• **INSTRUCTION 1**
Duplicate the passage about Mr. Platner's campaign word for word.
• **INSTRUCTION 2**
Filter the rows down to every line that contains the word "costume", treating uppercase and lowercase letters as different.

• **DOCUMENT PASSAGE**

══════════════════════════════

To his backers, Mr. Platner’s unconventional style and personal journey are what made him the man for this political moment. Daniel Moraff, a left-wing consultant, insisted during a June interview with The Wall Street Journal that voters had grown tired of bland, on-message Democrats. “Part of our thesis here is that people do not want their candidates grown in vats. They want people who are real human beings.”

During high school in Bangor, Mr. Platner was voted “most likely to start a revolution.” He served four combat tours as a Marine, then worked as a security contractor, before returning to Maine to start over. Along the way, he left a trail of controversies that dogged his campaign to the point at which some Democrats had written off his chances in November. He had a chest tattoo that is a known Nazi symbol, wrote provocative social media posts and called himself an “antifa supersoldier,” and reportedly sexted with other women while married.

But his supporters stuck with him, and his events drew large, enthusiastic crowds. “He did something that was real. Our politics is a little boring up here,” says David Farmer, a longtime Democratic consultant in Maine. “That energy was real. It was easy to understand why people thought he was different and might be able to survive the scandals.”

Erin Oldham, a real estate entrepreneur, hosted a fundraiser in Portland for Mr. Platner. Now, she’s feeling “very disappointed and frustrated” at Mr. Platner because he gambled that his personal history wouldn’t be fully revealed in a high-stakes election. A tattoo is one thing, she says. “Violence towards women is a totally different thing.”

Like other progressive Democrats, she saw Mr. Platner as a bold candidate who spoke truth to power. “We’re looking for somebody with a clear message, and he does have a clear message. But he’s not a clear messenger,” she says.

══════════════════════════════

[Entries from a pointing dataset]

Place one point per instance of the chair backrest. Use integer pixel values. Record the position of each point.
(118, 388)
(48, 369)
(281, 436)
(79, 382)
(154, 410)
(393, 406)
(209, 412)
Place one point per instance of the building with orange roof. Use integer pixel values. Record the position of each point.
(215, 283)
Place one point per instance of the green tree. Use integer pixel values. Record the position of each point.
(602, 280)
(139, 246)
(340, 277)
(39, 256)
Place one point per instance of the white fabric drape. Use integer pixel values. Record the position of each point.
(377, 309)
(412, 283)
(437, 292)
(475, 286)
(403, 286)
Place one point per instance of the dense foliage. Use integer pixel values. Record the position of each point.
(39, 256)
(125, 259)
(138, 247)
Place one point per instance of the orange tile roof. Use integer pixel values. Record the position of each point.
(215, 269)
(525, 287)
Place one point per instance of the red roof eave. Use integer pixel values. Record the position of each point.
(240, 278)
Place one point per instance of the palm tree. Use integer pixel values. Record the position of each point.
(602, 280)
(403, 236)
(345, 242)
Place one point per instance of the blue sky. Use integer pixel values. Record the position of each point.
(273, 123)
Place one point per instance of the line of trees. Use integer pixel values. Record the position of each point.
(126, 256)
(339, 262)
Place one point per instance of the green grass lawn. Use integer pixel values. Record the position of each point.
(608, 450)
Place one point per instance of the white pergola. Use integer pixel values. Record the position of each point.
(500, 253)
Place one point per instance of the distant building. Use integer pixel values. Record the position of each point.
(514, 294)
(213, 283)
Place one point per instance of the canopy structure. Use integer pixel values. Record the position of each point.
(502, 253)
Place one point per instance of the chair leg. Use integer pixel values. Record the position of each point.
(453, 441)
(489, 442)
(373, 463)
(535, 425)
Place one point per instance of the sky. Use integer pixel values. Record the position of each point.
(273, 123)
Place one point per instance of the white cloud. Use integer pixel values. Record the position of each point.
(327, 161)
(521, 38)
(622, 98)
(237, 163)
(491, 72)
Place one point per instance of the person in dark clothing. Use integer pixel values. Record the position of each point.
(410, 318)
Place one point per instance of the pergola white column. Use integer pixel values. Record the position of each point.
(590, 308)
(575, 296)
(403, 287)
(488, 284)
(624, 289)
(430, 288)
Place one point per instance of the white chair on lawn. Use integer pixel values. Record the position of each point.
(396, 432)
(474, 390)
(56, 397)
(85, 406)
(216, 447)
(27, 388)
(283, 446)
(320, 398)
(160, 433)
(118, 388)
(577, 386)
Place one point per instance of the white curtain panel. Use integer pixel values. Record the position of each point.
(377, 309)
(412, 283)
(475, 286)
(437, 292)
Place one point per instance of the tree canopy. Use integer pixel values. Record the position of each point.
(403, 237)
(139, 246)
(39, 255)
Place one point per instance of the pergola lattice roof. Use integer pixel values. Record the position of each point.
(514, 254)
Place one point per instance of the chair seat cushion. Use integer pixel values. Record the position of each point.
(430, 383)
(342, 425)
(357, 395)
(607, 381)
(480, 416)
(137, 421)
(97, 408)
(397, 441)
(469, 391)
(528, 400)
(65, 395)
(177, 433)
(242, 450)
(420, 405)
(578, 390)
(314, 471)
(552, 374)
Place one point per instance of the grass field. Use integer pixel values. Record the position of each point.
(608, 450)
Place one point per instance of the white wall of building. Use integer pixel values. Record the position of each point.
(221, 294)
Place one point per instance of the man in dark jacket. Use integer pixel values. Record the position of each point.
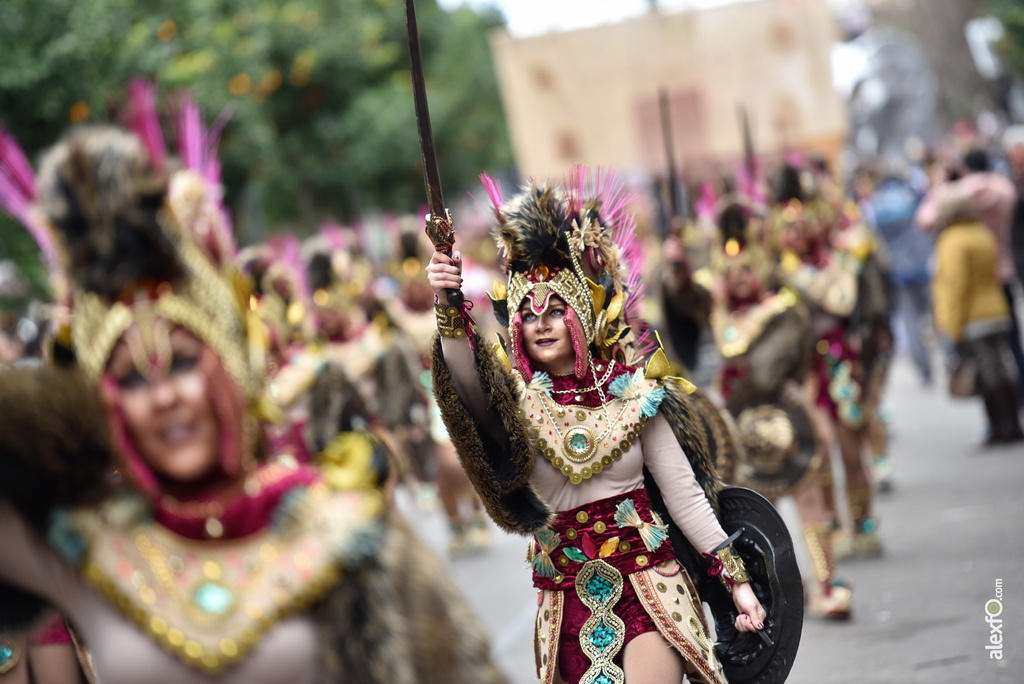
(894, 203)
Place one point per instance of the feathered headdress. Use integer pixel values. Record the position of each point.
(144, 248)
(735, 245)
(576, 241)
(141, 243)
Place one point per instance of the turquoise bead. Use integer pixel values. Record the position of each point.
(214, 598)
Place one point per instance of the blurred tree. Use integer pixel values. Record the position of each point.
(17, 247)
(322, 121)
(1011, 13)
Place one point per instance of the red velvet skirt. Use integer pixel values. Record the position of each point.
(587, 532)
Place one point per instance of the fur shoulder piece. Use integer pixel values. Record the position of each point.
(705, 437)
(689, 414)
(499, 468)
(54, 447)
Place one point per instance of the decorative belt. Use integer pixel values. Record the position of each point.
(622, 530)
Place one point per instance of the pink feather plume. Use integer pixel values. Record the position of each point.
(198, 148)
(143, 120)
(17, 191)
(494, 187)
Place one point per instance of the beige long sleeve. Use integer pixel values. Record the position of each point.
(683, 496)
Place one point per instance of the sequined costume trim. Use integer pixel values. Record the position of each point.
(672, 602)
(599, 586)
(736, 331)
(582, 441)
(210, 603)
(549, 624)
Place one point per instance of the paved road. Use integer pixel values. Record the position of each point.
(953, 526)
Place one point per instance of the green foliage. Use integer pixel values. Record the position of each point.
(322, 120)
(17, 246)
(1011, 13)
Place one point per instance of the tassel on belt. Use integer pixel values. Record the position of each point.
(621, 530)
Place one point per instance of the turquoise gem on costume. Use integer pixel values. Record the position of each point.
(214, 599)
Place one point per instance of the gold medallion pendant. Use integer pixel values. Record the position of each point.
(579, 444)
(9, 654)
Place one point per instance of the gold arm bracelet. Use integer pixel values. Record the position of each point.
(734, 566)
(450, 322)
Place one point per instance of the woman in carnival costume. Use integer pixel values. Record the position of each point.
(765, 339)
(565, 439)
(207, 559)
(828, 282)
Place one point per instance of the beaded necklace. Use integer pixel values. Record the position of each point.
(580, 443)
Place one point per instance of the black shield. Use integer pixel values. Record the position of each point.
(780, 447)
(765, 545)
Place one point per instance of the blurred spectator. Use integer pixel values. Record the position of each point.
(994, 199)
(1013, 146)
(893, 204)
(971, 306)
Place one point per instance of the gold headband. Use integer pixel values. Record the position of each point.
(211, 304)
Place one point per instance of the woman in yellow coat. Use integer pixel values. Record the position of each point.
(971, 309)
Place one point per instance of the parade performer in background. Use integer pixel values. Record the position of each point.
(827, 281)
(764, 339)
(565, 439)
(412, 312)
(209, 560)
(970, 310)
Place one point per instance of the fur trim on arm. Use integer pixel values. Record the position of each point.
(54, 447)
(689, 416)
(782, 352)
(498, 467)
(704, 437)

══════════════════════════════

• **FINISHED ANSWER 1**
To his backers, Mr. Platner’s unconventional style and personal journey are what made him the man for this political moment. Daniel Moraff, a left-wing consultant, insisted during a June interview with The Wall Street Journal that voters had grown tired of bland, on-message Democrats. “Part of our thesis here is that people do not want their candidates grown in vats. They want people who are real human beings.”

During high school in Bangor, Mr. Platner was voted “most likely to start a revolution.” He served four combat tours as a Marine, then worked as a security contractor, before returning to Maine to start over. Along the way, he left a trail of controversies that dogged his campaign to the point at which some Democrats had written off his chances in November. He had a chest tattoo that is a known Nazi symbol, wrote provocative social media posts and called himself an “antifa supersoldier,” and reportedly sexted with other women while married.

But his supporters stuck with him, and his events drew large, enthusiastic crowds. “He did something that was real. Our politics is a little boring up here,” says David Farmer, a longtime Democratic consultant in Maine. “That energy was real. It was easy to understand why people thought he was different and might be able to survive the scandals.”

Erin Oldham, a real estate entrepreneur, hosted a fundraiser in Portland for Mr. Platner. Now, she’s feeling “very disappointed and frustrated” at Mr. Platner because he gambled that his personal history wouldn’t be fully revealed in a high-stakes election. A tattoo is one thing, she says. “Violence towards women is a totally different thing.”

Like other progressive Democrats, she saw Mr. Platner as a bold candidate who spoke truth to power. “We’re looking for somebody with a clear message, and he does have a clear message. But he’s not a clear messenger,” she says.

• **FINISHED ANSWER 2**
Place one point per instance of the sequined costume trim. Use integer pixel values. Record the position of each point.
Place one point per instance of the turquoise gem on costume. Use integer pixel values. Record the position of each point.
Place one point per instance of the woman in carnival costume. Use integer pixel values. Record the position of each point.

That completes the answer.